Late Caldera-fill Layers
The youngest layers that filled the caldera include:
- The Mount Pleasant Porphyry: This forms as dykes (magma that squeezed into cracks) and small rock areas. It shows that magma pushed up multiple times.
- The Big Scott Mountain Formation: This layer has different types of rhyolite and tuff. It contains pieces from the Seelys and McDougall Brook Granite formations.
- The Kleef Formation: This layer includes reddish sedimentary rocks, basalt, and pumice-filled tuff. It's important to geologists because it contains many areas where gold might be found.
Mining: A Treasure Trove
Mount Pleasant has a long history of mining and exploration. People first found tin on the mountain in 1937. Over the years, the focus of mining has changed. It went from tin to tungsten, molybdenum, and bismuth, then back to tin, and now to indium. Indium is a rare element that is very important for new technologies like LCD screens, solar cells, computers, and smart phones.
The Mount Pleasant mine is about 80 km (50 mi) south of Fredericton, the capital city of New Brunswick. A mining company called Adex Mining Inc. owns many claims in the area, covering a large amount of land. The mine is in a good location, close to roads and cities like Fredericton (population 50,000) and Saint John (population 70,000). It's also only 65 km (40 mi) from the Canada–United States border.
When the mine was last active, from 1983 to 1985, tungsten ore was regularly shipped to Europe through Saint John. The mine site can be reached by good roads from Fredericton, Saint John, and St. George. Electricity comes from the New Brunswick power grid, and water is pumped from the nearby Piskahegan River.
In 2005, a group of geologists visited the caldera and the Mount Pleasant Mine. They looked at two trenches that showed how the volcanic rocks and the gold-rich areas were connected.
In 2008, another company, Geodex Minerals Ltd., announced results from their drilling program on the west side of Mount Pleasant. This area, along with another project north of Fredericton, has been a major focus for the company. They are still doing research, especially on the McDougall Brook Granitic suite and the Mount Pleasant Granitic suite, as these are the most likely places to find more minerals. In 2011, the mine owners moved their offices to Fredericton. They wanted to focus on getting the mine running again by 2012.

_Instructions to follow_: In the text about the Mount Pleasant caldera and mine, in what year was tin first found on the mountain?

Stored dataset items:
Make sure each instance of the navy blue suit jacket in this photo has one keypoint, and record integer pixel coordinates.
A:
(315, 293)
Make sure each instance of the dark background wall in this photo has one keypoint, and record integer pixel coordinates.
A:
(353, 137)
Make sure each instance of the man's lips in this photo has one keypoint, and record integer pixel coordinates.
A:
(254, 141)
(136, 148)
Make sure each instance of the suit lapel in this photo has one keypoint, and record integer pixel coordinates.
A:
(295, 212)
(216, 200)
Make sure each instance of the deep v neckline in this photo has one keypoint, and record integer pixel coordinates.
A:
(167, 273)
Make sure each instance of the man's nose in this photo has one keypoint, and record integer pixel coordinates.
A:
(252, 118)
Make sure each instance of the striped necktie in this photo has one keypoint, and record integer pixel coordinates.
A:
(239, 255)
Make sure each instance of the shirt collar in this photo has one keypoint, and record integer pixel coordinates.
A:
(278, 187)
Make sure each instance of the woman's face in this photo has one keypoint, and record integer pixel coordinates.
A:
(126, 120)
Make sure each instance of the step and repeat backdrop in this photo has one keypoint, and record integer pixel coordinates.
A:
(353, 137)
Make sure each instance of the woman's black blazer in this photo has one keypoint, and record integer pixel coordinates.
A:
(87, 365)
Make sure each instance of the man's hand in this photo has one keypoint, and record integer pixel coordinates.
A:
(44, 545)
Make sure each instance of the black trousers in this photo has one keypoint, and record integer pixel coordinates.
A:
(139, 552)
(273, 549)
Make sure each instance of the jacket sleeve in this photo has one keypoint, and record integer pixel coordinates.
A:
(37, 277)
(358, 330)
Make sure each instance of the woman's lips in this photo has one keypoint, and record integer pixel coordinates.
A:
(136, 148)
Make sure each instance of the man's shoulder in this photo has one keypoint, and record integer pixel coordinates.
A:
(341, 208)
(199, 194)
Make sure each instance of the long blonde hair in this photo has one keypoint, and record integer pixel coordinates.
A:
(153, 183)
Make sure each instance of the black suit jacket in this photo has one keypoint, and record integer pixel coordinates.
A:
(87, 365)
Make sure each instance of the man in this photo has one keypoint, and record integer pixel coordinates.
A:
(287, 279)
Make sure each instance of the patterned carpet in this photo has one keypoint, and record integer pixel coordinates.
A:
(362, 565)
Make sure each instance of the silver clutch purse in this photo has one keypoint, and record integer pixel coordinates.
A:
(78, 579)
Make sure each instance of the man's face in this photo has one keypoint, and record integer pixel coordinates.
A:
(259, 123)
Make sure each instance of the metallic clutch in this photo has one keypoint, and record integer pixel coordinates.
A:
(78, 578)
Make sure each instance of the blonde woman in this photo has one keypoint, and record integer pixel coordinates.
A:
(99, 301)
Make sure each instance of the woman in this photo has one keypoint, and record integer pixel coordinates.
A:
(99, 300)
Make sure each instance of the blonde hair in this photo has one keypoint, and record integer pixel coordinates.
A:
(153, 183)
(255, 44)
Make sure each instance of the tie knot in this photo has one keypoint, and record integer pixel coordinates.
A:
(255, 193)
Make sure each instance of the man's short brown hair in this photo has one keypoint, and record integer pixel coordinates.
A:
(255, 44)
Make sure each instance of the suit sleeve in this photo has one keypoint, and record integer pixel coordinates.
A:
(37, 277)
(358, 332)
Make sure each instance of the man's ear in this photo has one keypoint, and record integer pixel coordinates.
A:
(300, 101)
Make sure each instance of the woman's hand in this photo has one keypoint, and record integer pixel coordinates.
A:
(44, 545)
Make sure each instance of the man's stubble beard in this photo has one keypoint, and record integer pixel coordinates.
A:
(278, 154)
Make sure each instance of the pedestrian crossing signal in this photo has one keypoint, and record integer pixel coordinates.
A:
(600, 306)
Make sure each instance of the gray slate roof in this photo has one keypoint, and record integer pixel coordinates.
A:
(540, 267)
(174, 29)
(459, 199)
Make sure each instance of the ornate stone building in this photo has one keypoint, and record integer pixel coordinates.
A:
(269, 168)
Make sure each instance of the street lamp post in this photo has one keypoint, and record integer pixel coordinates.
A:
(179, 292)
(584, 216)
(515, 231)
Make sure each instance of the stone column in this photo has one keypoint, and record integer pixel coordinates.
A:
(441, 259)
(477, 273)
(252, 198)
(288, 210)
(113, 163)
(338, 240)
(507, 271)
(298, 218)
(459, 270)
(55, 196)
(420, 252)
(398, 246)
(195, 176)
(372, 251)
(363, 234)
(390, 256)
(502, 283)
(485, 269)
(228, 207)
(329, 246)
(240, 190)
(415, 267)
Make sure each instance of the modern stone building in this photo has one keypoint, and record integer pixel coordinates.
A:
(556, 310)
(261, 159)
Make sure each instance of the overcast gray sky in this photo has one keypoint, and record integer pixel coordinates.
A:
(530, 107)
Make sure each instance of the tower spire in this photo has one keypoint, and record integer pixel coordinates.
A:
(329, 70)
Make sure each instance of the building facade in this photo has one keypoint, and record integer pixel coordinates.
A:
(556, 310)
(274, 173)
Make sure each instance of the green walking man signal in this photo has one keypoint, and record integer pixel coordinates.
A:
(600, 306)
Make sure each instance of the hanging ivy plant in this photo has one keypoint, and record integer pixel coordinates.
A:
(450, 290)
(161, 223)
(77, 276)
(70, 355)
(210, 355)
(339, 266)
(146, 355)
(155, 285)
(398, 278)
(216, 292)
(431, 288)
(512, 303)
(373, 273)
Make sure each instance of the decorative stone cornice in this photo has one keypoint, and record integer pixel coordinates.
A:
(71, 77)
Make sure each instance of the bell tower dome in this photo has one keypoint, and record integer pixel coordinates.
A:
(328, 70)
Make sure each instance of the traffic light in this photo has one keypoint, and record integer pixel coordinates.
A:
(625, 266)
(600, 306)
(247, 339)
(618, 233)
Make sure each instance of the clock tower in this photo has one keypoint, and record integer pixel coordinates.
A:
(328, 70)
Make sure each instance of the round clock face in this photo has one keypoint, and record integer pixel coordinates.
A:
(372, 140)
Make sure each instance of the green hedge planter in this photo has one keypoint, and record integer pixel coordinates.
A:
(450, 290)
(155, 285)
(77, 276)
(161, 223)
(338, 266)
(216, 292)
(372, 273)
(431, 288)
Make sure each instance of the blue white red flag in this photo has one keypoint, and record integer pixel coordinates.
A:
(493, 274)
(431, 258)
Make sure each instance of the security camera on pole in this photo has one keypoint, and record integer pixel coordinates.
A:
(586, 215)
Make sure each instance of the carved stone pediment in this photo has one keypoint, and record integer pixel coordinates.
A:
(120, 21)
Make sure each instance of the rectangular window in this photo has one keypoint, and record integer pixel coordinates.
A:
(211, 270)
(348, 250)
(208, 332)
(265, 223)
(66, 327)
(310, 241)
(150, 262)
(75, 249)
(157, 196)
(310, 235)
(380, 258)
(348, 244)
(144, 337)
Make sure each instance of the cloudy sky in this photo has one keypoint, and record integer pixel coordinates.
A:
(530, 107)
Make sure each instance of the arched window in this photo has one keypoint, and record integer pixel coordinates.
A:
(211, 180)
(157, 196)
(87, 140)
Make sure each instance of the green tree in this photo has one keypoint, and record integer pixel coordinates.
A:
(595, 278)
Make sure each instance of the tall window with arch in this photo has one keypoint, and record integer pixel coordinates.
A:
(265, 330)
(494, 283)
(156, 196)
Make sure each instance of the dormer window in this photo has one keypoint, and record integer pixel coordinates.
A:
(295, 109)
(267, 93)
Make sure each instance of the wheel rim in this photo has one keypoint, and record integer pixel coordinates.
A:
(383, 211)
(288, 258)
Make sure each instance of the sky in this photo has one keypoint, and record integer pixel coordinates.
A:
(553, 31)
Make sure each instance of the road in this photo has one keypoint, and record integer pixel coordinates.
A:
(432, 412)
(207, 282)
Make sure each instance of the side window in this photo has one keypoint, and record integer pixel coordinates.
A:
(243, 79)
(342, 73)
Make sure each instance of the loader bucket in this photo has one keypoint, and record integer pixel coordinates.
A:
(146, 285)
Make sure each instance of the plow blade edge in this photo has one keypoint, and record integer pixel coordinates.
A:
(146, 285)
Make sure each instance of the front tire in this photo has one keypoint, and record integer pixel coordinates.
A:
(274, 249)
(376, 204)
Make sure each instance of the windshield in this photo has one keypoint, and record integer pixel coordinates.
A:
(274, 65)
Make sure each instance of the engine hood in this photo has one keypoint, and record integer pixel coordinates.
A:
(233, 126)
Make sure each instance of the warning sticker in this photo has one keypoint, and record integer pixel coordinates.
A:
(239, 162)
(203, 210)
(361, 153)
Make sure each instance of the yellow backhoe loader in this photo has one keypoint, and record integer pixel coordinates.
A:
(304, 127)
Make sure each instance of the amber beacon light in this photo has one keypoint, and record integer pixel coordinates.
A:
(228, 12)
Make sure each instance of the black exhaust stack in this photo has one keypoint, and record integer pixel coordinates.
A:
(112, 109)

_Output of the task_: 1937